Work to be completed ->
Across the entries below, count the lines in which the word "roof" occurs. Reply with the count alone.

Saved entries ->

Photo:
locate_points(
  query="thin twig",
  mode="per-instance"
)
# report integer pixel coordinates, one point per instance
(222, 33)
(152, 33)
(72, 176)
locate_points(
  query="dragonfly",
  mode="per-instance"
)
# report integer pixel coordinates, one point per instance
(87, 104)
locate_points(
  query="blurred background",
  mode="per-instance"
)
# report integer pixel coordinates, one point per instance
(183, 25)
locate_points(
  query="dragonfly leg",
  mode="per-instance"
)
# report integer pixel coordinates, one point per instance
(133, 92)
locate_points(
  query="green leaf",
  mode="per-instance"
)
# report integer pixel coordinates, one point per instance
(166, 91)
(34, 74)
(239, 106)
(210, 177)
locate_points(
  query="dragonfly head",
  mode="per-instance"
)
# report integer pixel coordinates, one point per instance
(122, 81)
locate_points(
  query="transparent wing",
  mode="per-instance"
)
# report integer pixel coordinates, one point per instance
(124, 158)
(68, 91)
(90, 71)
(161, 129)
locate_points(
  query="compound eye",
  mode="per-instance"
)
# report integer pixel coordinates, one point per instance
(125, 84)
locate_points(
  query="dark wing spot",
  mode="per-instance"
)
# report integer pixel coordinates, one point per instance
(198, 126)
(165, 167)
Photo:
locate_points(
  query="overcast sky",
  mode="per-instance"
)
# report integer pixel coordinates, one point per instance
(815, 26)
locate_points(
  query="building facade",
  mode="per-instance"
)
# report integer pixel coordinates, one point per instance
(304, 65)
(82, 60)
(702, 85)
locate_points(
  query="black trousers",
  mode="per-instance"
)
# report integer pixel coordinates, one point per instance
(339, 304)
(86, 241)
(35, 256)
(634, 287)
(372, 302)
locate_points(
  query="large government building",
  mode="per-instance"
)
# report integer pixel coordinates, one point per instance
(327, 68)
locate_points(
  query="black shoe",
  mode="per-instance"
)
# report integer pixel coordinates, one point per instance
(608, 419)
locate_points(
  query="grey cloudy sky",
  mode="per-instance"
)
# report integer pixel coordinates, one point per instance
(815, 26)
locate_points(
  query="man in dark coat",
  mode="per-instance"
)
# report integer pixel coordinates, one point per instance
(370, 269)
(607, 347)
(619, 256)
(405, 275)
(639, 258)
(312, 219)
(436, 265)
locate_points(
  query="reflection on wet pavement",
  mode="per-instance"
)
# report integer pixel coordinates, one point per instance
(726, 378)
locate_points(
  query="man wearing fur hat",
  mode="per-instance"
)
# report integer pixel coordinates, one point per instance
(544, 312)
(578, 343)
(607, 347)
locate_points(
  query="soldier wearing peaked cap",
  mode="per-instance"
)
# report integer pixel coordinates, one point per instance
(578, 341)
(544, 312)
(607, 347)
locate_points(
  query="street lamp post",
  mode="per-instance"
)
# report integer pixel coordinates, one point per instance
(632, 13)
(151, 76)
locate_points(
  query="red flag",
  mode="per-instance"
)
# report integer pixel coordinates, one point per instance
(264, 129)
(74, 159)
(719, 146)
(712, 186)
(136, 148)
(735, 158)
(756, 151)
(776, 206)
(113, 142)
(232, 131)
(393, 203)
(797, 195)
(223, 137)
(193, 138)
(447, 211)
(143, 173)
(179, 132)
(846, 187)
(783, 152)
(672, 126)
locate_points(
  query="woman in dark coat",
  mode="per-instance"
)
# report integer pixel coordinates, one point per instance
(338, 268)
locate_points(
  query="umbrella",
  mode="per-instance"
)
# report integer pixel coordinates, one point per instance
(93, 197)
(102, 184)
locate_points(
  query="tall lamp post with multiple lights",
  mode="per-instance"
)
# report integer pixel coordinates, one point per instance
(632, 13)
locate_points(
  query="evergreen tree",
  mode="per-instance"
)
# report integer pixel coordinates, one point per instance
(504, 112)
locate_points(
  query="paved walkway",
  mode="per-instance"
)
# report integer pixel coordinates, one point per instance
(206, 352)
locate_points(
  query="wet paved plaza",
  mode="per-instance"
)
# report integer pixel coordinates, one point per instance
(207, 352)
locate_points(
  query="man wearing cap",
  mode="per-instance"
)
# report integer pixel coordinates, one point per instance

...

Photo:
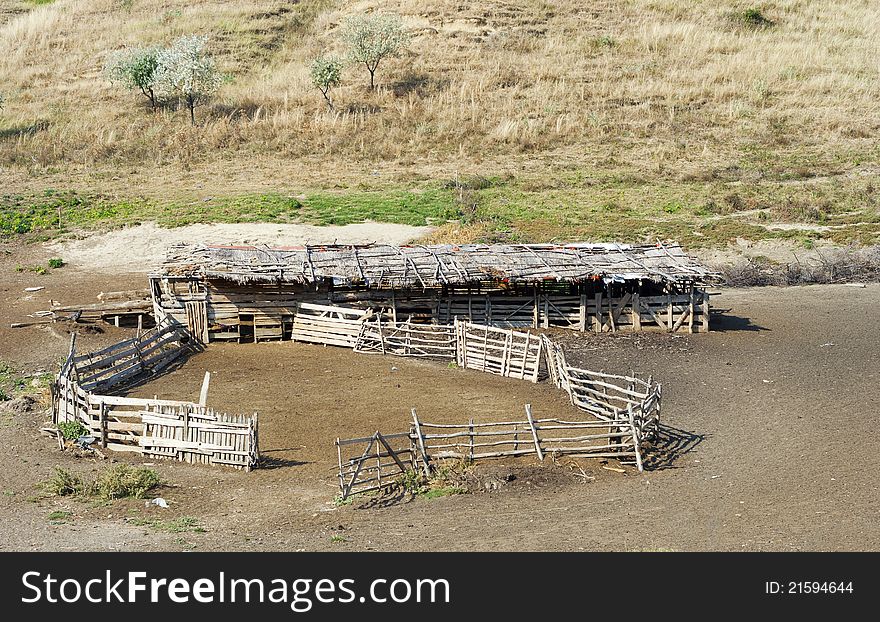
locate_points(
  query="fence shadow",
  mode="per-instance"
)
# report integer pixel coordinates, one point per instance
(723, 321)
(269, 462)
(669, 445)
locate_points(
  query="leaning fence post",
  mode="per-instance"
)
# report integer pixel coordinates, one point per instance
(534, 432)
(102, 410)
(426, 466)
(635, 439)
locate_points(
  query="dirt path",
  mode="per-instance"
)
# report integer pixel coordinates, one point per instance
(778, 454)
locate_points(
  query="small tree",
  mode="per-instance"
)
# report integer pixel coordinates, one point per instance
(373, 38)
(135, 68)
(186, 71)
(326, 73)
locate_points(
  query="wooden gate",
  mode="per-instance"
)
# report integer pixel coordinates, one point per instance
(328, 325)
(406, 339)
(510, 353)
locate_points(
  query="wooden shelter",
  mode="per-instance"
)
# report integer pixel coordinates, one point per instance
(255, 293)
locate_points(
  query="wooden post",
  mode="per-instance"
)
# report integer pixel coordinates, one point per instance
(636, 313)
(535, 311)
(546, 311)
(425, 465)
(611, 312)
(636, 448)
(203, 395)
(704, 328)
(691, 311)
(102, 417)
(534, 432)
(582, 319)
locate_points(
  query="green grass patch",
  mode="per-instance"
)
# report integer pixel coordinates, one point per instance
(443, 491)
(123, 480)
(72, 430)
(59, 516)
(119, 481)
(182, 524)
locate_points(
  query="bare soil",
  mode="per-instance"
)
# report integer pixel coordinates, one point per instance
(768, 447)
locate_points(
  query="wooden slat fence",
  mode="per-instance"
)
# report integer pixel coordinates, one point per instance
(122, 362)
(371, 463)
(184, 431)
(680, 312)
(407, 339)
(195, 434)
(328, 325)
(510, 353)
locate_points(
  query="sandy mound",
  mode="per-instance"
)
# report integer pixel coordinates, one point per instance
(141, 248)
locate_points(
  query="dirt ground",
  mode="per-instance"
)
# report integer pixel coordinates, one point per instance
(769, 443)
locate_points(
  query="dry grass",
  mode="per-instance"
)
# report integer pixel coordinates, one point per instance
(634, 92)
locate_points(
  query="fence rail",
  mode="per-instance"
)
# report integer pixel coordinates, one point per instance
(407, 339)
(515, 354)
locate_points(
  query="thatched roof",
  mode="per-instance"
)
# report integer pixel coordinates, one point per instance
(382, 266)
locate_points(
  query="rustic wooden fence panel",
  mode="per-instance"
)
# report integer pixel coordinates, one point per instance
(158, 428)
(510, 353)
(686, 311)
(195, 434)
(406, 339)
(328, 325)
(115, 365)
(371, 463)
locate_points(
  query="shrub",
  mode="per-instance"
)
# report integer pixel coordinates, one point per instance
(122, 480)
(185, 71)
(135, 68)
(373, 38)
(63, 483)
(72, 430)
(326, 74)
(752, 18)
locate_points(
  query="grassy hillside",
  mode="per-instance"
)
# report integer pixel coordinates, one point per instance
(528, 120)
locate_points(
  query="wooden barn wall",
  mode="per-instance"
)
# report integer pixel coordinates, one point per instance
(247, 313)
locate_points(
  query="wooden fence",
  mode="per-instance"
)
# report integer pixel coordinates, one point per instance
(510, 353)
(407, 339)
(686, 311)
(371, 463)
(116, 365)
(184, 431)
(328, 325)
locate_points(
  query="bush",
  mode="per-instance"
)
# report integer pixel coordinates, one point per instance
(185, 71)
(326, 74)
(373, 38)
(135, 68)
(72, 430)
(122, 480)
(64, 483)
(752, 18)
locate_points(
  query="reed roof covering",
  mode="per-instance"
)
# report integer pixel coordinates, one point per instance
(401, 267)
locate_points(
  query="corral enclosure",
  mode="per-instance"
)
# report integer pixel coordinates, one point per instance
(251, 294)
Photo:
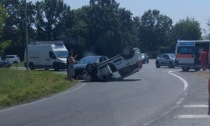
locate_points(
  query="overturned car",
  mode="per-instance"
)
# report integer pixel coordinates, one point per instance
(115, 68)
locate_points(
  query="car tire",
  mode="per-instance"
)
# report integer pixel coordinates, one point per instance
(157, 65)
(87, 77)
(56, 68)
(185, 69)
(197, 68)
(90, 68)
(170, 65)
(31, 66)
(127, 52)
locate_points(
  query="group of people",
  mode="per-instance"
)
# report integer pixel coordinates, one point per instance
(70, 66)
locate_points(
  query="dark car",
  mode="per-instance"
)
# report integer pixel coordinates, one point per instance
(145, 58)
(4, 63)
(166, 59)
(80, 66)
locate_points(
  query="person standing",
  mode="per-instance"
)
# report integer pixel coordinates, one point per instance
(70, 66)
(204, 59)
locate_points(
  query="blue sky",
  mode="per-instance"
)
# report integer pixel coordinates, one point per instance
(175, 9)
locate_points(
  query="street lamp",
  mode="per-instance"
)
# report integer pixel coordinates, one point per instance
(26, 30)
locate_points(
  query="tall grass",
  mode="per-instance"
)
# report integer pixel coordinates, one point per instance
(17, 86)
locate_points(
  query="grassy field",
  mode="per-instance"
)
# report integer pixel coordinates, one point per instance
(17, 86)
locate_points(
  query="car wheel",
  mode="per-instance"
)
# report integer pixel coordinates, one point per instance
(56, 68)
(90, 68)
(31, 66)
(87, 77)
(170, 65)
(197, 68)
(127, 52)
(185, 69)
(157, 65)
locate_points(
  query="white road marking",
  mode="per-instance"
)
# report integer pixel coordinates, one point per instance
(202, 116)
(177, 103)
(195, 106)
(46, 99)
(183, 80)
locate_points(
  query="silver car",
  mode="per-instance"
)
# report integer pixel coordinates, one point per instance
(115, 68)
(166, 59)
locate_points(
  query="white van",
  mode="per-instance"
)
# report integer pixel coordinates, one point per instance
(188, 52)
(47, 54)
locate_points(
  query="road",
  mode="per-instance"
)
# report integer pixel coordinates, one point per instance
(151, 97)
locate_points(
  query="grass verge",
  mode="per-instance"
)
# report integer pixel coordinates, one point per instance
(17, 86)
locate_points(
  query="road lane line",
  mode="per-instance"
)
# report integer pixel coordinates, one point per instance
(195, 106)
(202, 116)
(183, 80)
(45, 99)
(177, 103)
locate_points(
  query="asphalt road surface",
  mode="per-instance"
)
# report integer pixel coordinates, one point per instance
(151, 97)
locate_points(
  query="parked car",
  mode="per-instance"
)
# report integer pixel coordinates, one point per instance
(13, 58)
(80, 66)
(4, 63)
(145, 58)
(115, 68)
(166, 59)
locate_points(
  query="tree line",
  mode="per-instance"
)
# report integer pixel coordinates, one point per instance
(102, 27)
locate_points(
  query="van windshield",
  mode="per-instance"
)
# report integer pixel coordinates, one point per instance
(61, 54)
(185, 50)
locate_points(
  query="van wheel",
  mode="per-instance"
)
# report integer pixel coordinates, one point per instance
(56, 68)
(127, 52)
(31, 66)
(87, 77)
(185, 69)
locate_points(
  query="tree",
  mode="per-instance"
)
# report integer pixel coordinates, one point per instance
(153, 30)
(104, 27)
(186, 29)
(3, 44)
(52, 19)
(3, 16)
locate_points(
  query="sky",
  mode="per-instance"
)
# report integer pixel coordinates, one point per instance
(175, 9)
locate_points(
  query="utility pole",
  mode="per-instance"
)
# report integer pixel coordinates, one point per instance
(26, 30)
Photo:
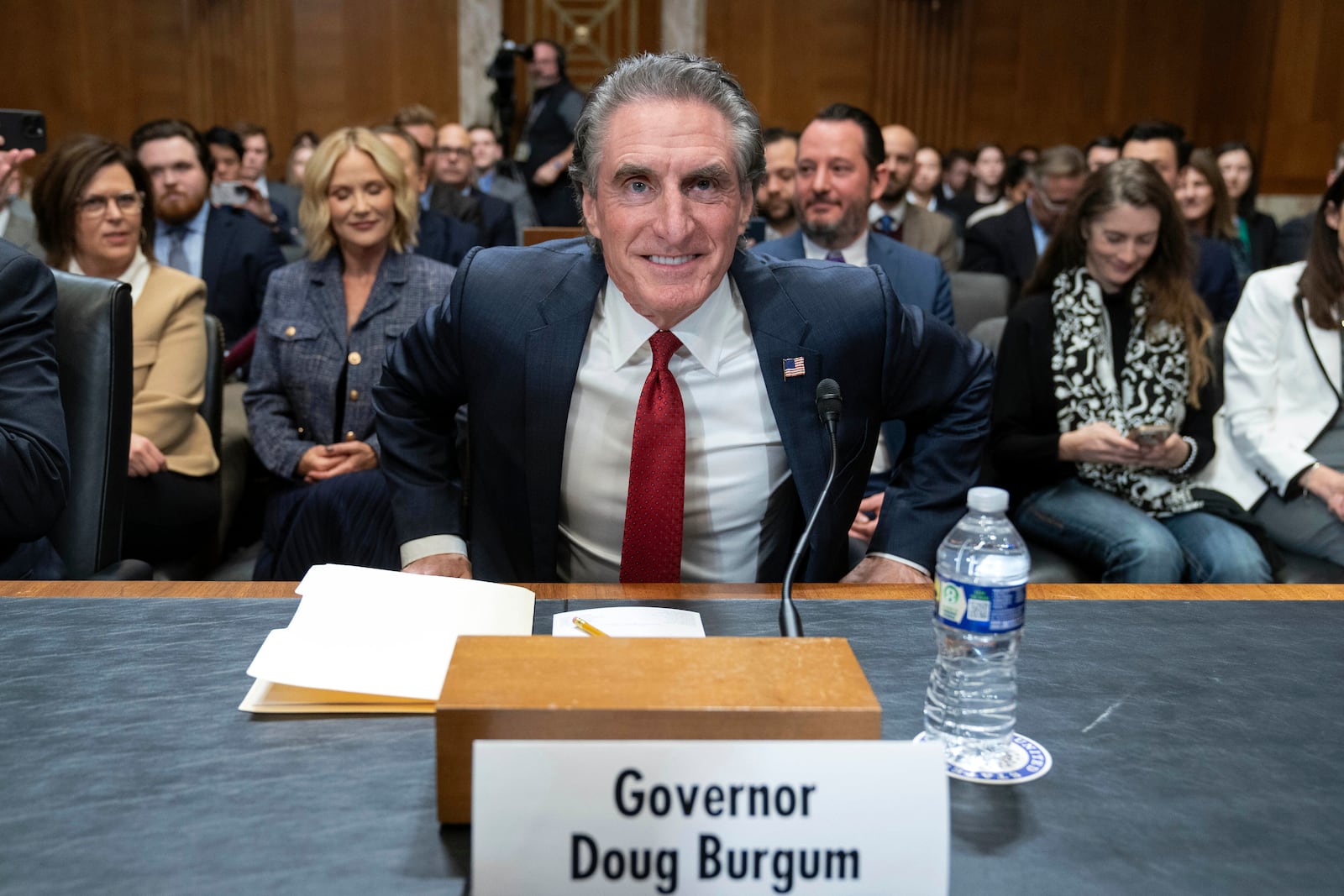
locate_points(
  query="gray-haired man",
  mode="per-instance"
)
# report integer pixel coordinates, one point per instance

Expected answer ->
2